PROVIDED PASSAGE:
Comment: The paper proposes a consistent low-rank approximation method for multigroup data, which aligns with model compression through low-rank approaches and introduces a novel iterative algorithm for fair PCA.

Relevance: 8 Novelty: 8

12. F-INR: Functional Tensor Decomposition for Implicit Neural Representations

ArXiv ID: 2503.21507

Authors: Sai Karthikeya Vemuri, Tim B\"uchner, Joachim Denzler

Abstract: Implicit Neural Representation (INR) has emerged as a powerful tool for encoding discrete signals into continuous, differentiable functions using neural networks. However, these models often have an unfortunate reliance on monolithic architectures to represent high-dimensional data, leading to prohibitive computational costs as dimensionality grows. We propose F-INR, a framework that reformulates INR learning through functional tensor decomposition, breaking down high-dimensional tasks into lightweight, axis-specific sub-networks. Each sub-network learns a low-dimensional data component (e.g., spatial or temporal). Then, we combine these components via tensor operations, reducing forward pass complexity while improving accuracy through specialized learning. F-INR is modular and, therefore, architecture-agnostic, compatible with MLPs, SIREN, WIRE, or other state-of-the-art INR architecture. It is also decomposition-agnostic, supporting CP, TT, and Tucker modes with user-defined rank for speed-accuracy control. In our experiments, F-INR trains $100\times$ faster than existing approaches on video tasks while achieving higher fidelity (+3.4 dB PSNR). Similar gains hold for image compression, physics simulations, and 3D geometry reconstruction. Through this, F-INR offers a new scalable, flexible solution for high-dimensional signal modeling.

SUPPLIED DATA:

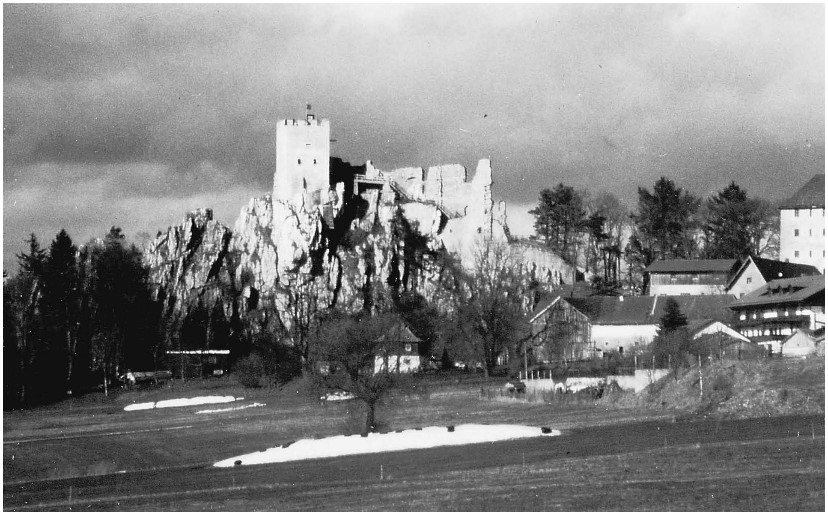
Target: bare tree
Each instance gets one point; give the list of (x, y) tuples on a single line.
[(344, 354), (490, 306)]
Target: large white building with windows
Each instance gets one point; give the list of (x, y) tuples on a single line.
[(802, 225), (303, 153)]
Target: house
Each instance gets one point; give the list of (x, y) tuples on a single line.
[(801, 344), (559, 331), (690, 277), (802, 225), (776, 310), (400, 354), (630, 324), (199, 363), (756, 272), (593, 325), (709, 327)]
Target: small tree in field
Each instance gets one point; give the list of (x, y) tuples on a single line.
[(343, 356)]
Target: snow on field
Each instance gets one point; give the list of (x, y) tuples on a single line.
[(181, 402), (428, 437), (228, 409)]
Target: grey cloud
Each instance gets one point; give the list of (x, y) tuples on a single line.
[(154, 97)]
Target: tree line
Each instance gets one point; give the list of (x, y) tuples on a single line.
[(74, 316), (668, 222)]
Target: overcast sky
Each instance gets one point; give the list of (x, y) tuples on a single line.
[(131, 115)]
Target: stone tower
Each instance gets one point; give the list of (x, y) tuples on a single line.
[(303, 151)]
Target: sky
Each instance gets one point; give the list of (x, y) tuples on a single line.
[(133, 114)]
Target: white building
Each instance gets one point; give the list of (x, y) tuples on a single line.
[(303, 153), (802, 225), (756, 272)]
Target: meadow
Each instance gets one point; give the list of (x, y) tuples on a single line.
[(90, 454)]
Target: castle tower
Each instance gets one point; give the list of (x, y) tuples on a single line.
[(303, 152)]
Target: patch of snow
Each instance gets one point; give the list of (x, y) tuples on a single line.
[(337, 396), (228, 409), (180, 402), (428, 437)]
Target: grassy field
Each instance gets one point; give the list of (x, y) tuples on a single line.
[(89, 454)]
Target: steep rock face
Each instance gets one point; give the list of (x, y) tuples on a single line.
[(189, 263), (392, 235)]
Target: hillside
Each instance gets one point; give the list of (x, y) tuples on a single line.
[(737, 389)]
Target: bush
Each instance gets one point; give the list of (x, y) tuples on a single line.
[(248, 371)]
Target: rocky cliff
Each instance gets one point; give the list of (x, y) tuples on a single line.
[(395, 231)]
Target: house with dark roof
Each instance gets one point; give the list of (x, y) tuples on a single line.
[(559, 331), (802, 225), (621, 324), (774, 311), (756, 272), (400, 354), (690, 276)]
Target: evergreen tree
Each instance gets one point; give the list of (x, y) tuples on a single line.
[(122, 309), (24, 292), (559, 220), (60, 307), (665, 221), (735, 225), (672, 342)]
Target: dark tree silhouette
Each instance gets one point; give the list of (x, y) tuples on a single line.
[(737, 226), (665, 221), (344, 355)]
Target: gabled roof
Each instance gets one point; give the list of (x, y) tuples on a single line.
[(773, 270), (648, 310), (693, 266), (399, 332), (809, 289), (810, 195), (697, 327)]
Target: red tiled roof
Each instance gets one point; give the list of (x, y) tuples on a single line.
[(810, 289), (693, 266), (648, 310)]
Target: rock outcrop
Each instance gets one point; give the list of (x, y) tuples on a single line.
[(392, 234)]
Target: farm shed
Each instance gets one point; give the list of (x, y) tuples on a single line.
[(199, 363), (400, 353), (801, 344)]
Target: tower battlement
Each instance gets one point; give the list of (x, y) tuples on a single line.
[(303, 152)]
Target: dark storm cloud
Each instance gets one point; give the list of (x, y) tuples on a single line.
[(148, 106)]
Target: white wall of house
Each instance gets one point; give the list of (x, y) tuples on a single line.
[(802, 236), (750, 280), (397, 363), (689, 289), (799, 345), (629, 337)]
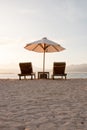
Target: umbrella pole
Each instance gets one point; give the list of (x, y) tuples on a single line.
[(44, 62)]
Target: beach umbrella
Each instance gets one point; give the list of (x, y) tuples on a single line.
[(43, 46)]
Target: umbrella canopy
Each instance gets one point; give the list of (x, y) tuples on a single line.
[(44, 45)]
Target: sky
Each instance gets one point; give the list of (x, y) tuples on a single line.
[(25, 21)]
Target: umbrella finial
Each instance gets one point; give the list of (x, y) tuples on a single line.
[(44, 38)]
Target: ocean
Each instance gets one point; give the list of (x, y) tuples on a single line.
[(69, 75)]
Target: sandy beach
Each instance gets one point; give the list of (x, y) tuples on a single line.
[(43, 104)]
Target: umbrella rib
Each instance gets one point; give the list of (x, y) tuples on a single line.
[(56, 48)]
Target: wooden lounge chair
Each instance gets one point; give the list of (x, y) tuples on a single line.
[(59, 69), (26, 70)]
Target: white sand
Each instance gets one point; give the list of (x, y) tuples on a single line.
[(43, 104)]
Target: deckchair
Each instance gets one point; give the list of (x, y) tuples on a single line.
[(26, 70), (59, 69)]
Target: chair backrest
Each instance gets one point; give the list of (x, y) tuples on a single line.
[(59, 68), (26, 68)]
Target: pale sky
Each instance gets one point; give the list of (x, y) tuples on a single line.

WHAT TO DO:
1. Which decomposition modes does F-INR support, according to the passage on F-INR?
2. For each statement, tell whether it agrees with the passage on F-INR: (a) F-INR can be used with SIREN. (b) Each sub-network learns a high-dimensional data component. (c) The reported gains apply only to video tasks.
3. Repeat word for word the stretch of the passage on F-INR from "Comment: The paper" through "for fair PCA.".
The records are independent material and have no connection to the passage on F-INR.

SOLUTION SET:
1. CP, TT, and Tucker modes.

2.
(a) Yes: "compatible with MLPs, SIREN, WIRE, or other state-of-the-art INR architecture."
(b) No: "Each sub-network learns a low-dimensional data component (e.g., spatial or temporal)."
(c) No: "Similar gains hold for image compression, physics simulations, and 3D geometry reconstruction."

3.
Comment: The paper proposes a consistent low-rank approximation method for multigroup data, which aligns with model compression through low-rank approaches and introduces a novel iterative algorithm for fair PCA.